— Work order —
Print out all of the records exactly; no picture belongs in the result.

— Input —
-------

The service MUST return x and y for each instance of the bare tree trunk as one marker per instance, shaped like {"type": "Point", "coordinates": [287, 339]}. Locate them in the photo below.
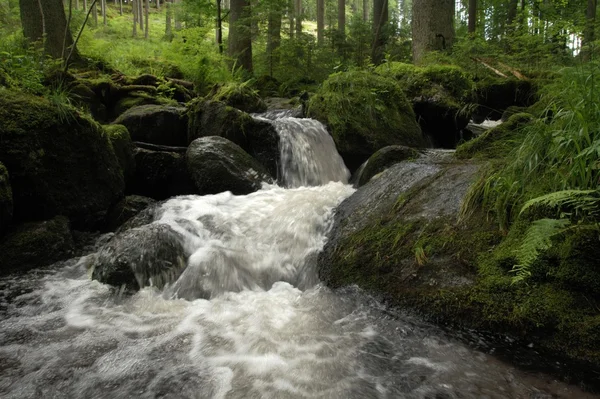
{"type": "Point", "coordinates": [380, 20]}
{"type": "Point", "coordinates": [298, 18]}
{"type": "Point", "coordinates": [472, 17]}
{"type": "Point", "coordinates": [342, 19]}
{"type": "Point", "coordinates": [273, 37]}
{"type": "Point", "coordinates": [320, 21]}
{"type": "Point", "coordinates": [146, 16]}
{"type": "Point", "coordinates": [240, 38]}
{"type": "Point", "coordinates": [432, 26]}
{"type": "Point", "coordinates": [589, 33]}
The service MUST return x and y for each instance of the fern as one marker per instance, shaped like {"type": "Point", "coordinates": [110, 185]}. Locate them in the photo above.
{"type": "Point", "coordinates": [538, 239]}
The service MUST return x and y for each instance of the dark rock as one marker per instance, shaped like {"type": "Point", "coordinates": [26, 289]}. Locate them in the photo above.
{"type": "Point", "coordinates": [126, 209]}
{"type": "Point", "coordinates": [382, 160]}
{"type": "Point", "coordinates": [365, 112]}
{"type": "Point", "coordinates": [216, 165]}
{"type": "Point", "coordinates": [161, 174]}
{"type": "Point", "coordinates": [156, 124]}
{"type": "Point", "coordinates": [6, 201]}
{"type": "Point", "coordinates": [257, 138]}
{"type": "Point", "coordinates": [60, 163]}
{"type": "Point", "coordinates": [147, 255]}
{"type": "Point", "coordinates": [36, 244]}
{"type": "Point", "coordinates": [123, 147]}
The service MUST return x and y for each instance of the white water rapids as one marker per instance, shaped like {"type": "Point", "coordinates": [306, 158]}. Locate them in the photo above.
{"type": "Point", "coordinates": [269, 330]}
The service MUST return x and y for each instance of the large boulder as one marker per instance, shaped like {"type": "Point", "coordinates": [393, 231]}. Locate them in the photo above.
{"type": "Point", "coordinates": [161, 174]}
{"type": "Point", "coordinates": [364, 113]}
{"type": "Point", "coordinates": [382, 160]}
{"type": "Point", "coordinates": [123, 146]}
{"type": "Point", "coordinates": [156, 124]}
{"type": "Point", "coordinates": [257, 137]}
{"type": "Point", "coordinates": [59, 161]}
{"type": "Point", "coordinates": [6, 201]}
{"type": "Point", "coordinates": [217, 164]}
{"type": "Point", "coordinates": [439, 95]}
{"type": "Point", "coordinates": [149, 255]}
{"type": "Point", "coordinates": [36, 244]}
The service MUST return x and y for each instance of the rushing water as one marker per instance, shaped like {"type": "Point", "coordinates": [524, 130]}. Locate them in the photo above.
{"type": "Point", "coordinates": [246, 319]}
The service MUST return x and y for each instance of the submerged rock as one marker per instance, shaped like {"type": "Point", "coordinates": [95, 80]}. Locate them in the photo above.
{"type": "Point", "coordinates": [6, 201]}
{"type": "Point", "coordinates": [156, 124]}
{"type": "Point", "coordinates": [149, 255]}
{"type": "Point", "coordinates": [36, 244]}
{"type": "Point", "coordinates": [216, 165]}
{"type": "Point", "coordinates": [60, 162]}
{"type": "Point", "coordinates": [364, 113]}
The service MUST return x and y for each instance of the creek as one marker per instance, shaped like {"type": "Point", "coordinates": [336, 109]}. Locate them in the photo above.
{"type": "Point", "coordinates": [247, 318]}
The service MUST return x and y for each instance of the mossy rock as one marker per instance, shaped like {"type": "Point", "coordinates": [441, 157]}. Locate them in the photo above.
{"type": "Point", "coordinates": [36, 244]}
{"type": "Point", "coordinates": [364, 113]}
{"type": "Point", "coordinates": [6, 200]}
{"type": "Point", "coordinates": [496, 142]}
{"type": "Point", "coordinates": [382, 160]}
{"type": "Point", "coordinates": [439, 95]}
{"type": "Point", "coordinates": [239, 95]}
{"type": "Point", "coordinates": [60, 162]}
{"type": "Point", "coordinates": [156, 124]}
{"type": "Point", "coordinates": [123, 147]}
{"type": "Point", "coordinates": [495, 95]}
{"type": "Point", "coordinates": [217, 165]}
{"type": "Point", "coordinates": [257, 138]}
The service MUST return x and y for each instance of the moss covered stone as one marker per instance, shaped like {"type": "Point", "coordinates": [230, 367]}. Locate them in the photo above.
{"type": "Point", "coordinates": [364, 113]}
{"type": "Point", "coordinates": [439, 95]}
{"type": "Point", "coordinates": [217, 165]}
{"type": "Point", "coordinates": [123, 147]}
{"type": "Point", "coordinates": [6, 200]}
{"type": "Point", "coordinates": [258, 138]}
{"type": "Point", "coordinates": [36, 244]}
{"type": "Point", "coordinates": [59, 161]}
{"type": "Point", "coordinates": [496, 142]}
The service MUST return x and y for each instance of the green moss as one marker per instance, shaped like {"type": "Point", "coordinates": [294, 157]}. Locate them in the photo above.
{"type": "Point", "coordinates": [364, 113]}
{"type": "Point", "coordinates": [496, 142]}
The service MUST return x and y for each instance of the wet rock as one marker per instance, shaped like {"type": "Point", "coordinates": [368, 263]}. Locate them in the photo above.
{"type": "Point", "coordinates": [36, 244]}
{"type": "Point", "coordinates": [143, 256]}
{"type": "Point", "coordinates": [382, 160]}
{"type": "Point", "coordinates": [6, 201]}
{"type": "Point", "coordinates": [126, 209]}
{"type": "Point", "coordinates": [161, 174]}
{"type": "Point", "coordinates": [217, 164]}
{"type": "Point", "coordinates": [123, 147]}
{"type": "Point", "coordinates": [257, 138]}
{"type": "Point", "coordinates": [156, 124]}
{"type": "Point", "coordinates": [364, 113]}
{"type": "Point", "coordinates": [60, 162]}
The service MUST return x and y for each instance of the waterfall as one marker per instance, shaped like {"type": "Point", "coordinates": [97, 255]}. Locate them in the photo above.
{"type": "Point", "coordinates": [246, 319]}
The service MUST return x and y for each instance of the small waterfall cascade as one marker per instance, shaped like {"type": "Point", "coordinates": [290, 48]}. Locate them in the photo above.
{"type": "Point", "coordinates": [247, 318]}
{"type": "Point", "coordinates": [307, 152]}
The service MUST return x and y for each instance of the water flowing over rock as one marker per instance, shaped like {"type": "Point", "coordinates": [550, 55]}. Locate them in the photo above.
{"type": "Point", "coordinates": [257, 324]}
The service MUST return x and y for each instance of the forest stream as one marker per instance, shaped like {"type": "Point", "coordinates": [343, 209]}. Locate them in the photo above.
{"type": "Point", "coordinates": [247, 318]}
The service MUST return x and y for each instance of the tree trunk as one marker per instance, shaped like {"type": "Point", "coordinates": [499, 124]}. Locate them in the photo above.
{"type": "Point", "coordinates": [273, 37]}
{"type": "Point", "coordinates": [432, 26]}
{"type": "Point", "coordinates": [320, 21]}
{"type": "Point", "coordinates": [472, 17]}
{"type": "Point", "coordinates": [588, 33]}
{"type": "Point", "coordinates": [342, 19]}
{"type": "Point", "coordinates": [298, 9]}
{"type": "Point", "coordinates": [240, 38]}
{"type": "Point", "coordinates": [380, 20]}
{"type": "Point", "coordinates": [146, 15]}
{"type": "Point", "coordinates": [168, 28]}
{"type": "Point", "coordinates": [50, 20]}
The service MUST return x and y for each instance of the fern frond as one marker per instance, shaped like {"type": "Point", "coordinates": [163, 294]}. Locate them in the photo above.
{"type": "Point", "coordinates": [538, 239]}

-------

— Result —
The service MUST return x and y for each instance of the bare tree trunk as one marker per instance, shaped like {"type": "Point", "coordinates": [287, 339]}. Locate them in the photo below.
{"type": "Point", "coordinates": [380, 20]}
{"type": "Point", "coordinates": [298, 18]}
{"type": "Point", "coordinates": [472, 17]}
{"type": "Point", "coordinates": [342, 19]}
{"type": "Point", "coordinates": [273, 37]}
{"type": "Point", "coordinates": [320, 21]}
{"type": "Point", "coordinates": [146, 16]}
{"type": "Point", "coordinates": [240, 38]}
{"type": "Point", "coordinates": [432, 26]}
{"type": "Point", "coordinates": [589, 33]}
The service MUST return x and y for each instance of the fern as one marker per instance, shaped like {"type": "Point", "coordinates": [110, 185]}. Locate them in the photo above.
{"type": "Point", "coordinates": [538, 239]}
The service MUST return x and y for each instance of the dark rock as one marker per instance, shaped like {"type": "Point", "coordinates": [26, 289]}. Locate them in the photo above.
{"type": "Point", "coordinates": [126, 209]}
{"type": "Point", "coordinates": [382, 160]}
{"type": "Point", "coordinates": [365, 112]}
{"type": "Point", "coordinates": [216, 165]}
{"type": "Point", "coordinates": [161, 174]}
{"type": "Point", "coordinates": [156, 124]}
{"type": "Point", "coordinates": [6, 201]}
{"type": "Point", "coordinates": [257, 138]}
{"type": "Point", "coordinates": [60, 163]}
{"type": "Point", "coordinates": [147, 255]}
{"type": "Point", "coordinates": [36, 244]}
{"type": "Point", "coordinates": [123, 147]}
The service MUST return x and y for each instance of the white water rapids as one marker per instance, shaped like {"type": "Point", "coordinates": [306, 158]}. Locate them in the photo above.
{"type": "Point", "coordinates": [269, 330]}
The service MUST return x and y for each instance of the large boulder as one marker per instance, shaped like {"type": "Point", "coordinates": [393, 231]}. Locate them in the photo above.
{"type": "Point", "coordinates": [161, 174]}
{"type": "Point", "coordinates": [364, 113]}
{"type": "Point", "coordinates": [382, 160]}
{"type": "Point", "coordinates": [123, 146]}
{"type": "Point", "coordinates": [156, 124]}
{"type": "Point", "coordinates": [257, 137]}
{"type": "Point", "coordinates": [59, 161]}
{"type": "Point", "coordinates": [6, 201]}
{"type": "Point", "coordinates": [217, 164]}
{"type": "Point", "coordinates": [439, 95]}
{"type": "Point", "coordinates": [149, 255]}
{"type": "Point", "coordinates": [36, 244]}
The service MUST return x and y for each instance of the rushing water as one marker per instance, shaped like {"type": "Point", "coordinates": [524, 130]}. Locate them in the photo above.
{"type": "Point", "coordinates": [246, 319]}
The service MUST return x and y for each instance of the submerged rock as one marker per instance, shaped like {"type": "Point", "coordinates": [95, 80]}. Locate them in the photo above.
{"type": "Point", "coordinates": [6, 201]}
{"type": "Point", "coordinates": [156, 124]}
{"type": "Point", "coordinates": [149, 255]}
{"type": "Point", "coordinates": [36, 244]}
{"type": "Point", "coordinates": [216, 165]}
{"type": "Point", "coordinates": [60, 162]}
{"type": "Point", "coordinates": [364, 113]}
The service MUST return x and y for each instance of the creek as one marker per instance, shaped like {"type": "Point", "coordinates": [336, 109]}. Locate them in the photo above.
{"type": "Point", "coordinates": [247, 318]}
The service MUST return x and y for each instance of the mossy rock as one marker per instance, shaped like {"type": "Point", "coordinates": [441, 157]}. Locate them in the photo above.
{"type": "Point", "coordinates": [36, 244]}
{"type": "Point", "coordinates": [364, 113]}
{"type": "Point", "coordinates": [6, 200]}
{"type": "Point", "coordinates": [496, 142]}
{"type": "Point", "coordinates": [382, 160]}
{"type": "Point", "coordinates": [439, 95]}
{"type": "Point", "coordinates": [239, 95]}
{"type": "Point", "coordinates": [60, 162]}
{"type": "Point", "coordinates": [156, 124]}
{"type": "Point", "coordinates": [123, 147]}
{"type": "Point", "coordinates": [495, 95]}
{"type": "Point", "coordinates": [217, 165]}
{"type": "Point", "coordinates": [257, 138]}
The service MUST return x and y for each instance of the moss covered stone as one marker per instance, shaped like {"type": "Point", "coordinates": [230, 367]}. Locate them in the photo above.
{"type": "Point", "coordinates": [364, 113]}
{"type": "Point", "coordinates": [439, 95]}
{"type": "Point", "coordinates": [217, 165]}
{"type": "Point", "coordinates": [123, 147]}
{"type": "Point", "coordinates": [6, 200]}
{"type": "Point", "coordinates": [258, 138]}
{"type": "Point", "coordinates": [36, 244]}
{"type": "Point", "coordinates": [59, 161]}
{"type": "Point", "coordinates": [496, 142]}
The service MUST return x and y for each instance of the green moss as one marker per instance, shaped like {"type": "Point", "coordinates": [294, 157]}. Locate them in the photo above.
{"type": "Point", "coordinates": [364, 113]}
{"type": "Point", "coordinates": [496, 142]}
The service MUST return x and y for each instance of the wet rock as one marker per instance, shaped like {"type": "Point", "coordinates": [368, 263]}. Locate them in the photo above.
{"type": "Point", "coordinates": [36, 244]}
{"type": "Point", "coordinates": [143, 256]}
{"type": "Point", "coordinates": [382, 160]}
{"type": "Point", "coordinates": [6, 201]}
{"type": "Point", "coordinates": [126, 209]}
{"type": "Point", "coordinates": [161, 174]}
{"type": "Point", "coordinates": [217, 164]}
{"type": "Point", "coordinates": [123, 147]}
{"type": "Point", "coordinates": [257, 138]}
{"type": "Point", "coordinates": [156, 124]}
{"type": "Point", "coordinates": [364, 113]}
{"type": "Point", "coordinates": [60, 162]}
The service MUST return x and y for each instance of the waterfall as one marker per instance, shaped like {"type": "Point", "coordinates": [97, 255]}. Locate them in the photo above.
{"type": "Point", "coordinates": [246, 319]}
The service MUST return x and y for each instance of the small waterfall cascade as one marker per instance, shaped like {"type": "Point", "coordinates": [290, 48]}. Locate them in the photo above.
{"type": "Point", "coordinates": [247, 318]}
{"type": "Point", "coordinates": [307, 152]}
The service MUST return x and y for each instance of the water flowing over rock as one marker per instance, shaped like {"type": "Point", "coordinates": [550, 55]}. Locate them in the photo above.
{"type": "Point", "coordinates": [257, 324]}
The service MUST return x and y for each instance of the forest stream as one marker per instance, shaped like {"type": "Point", "coordinates": [343, 209]}. Locate them in the photo above.
{"type": "Point", "coordinates": [247, 318]}
The service MUST return x and y for each instance of the tree trunk as one marker per instance, shaped like {"type": "Point", "coordinates": [499, 124]}. Locate them in the photo above.
{"type": "Point", "coordinates": [273, 37]}
{"type": "Point", "coordinates": [432, 26]}
{"type": "Point", "coordinates": [320, 21]}
{"type": "Point", "coordinates": [472, 17]}
{"type": "Point", "coordinates": [588, 33]}
{"type": "Point", "coordinates": [342, 19]}
{"type": "Point", "coordinates": [298, 9]}
{"type": "Point", "coordinates": [240, 38]}
{"type": "Point", "coordinates": [380, 20]}
{"type": "Point", "coordinates": [146, 15]}
{"type": "Point", "coordinates": [168, 28]}
{"type": "Point", "coordinates": [50, 20]}
The service MUST return x and y for each instance of the fern frond as one marker per instance, shaped like {"type": "Point", "coordinates": [163, 294]}. Locate them in the photo above.
{"type": "Point", "coordinates": [538, 239]}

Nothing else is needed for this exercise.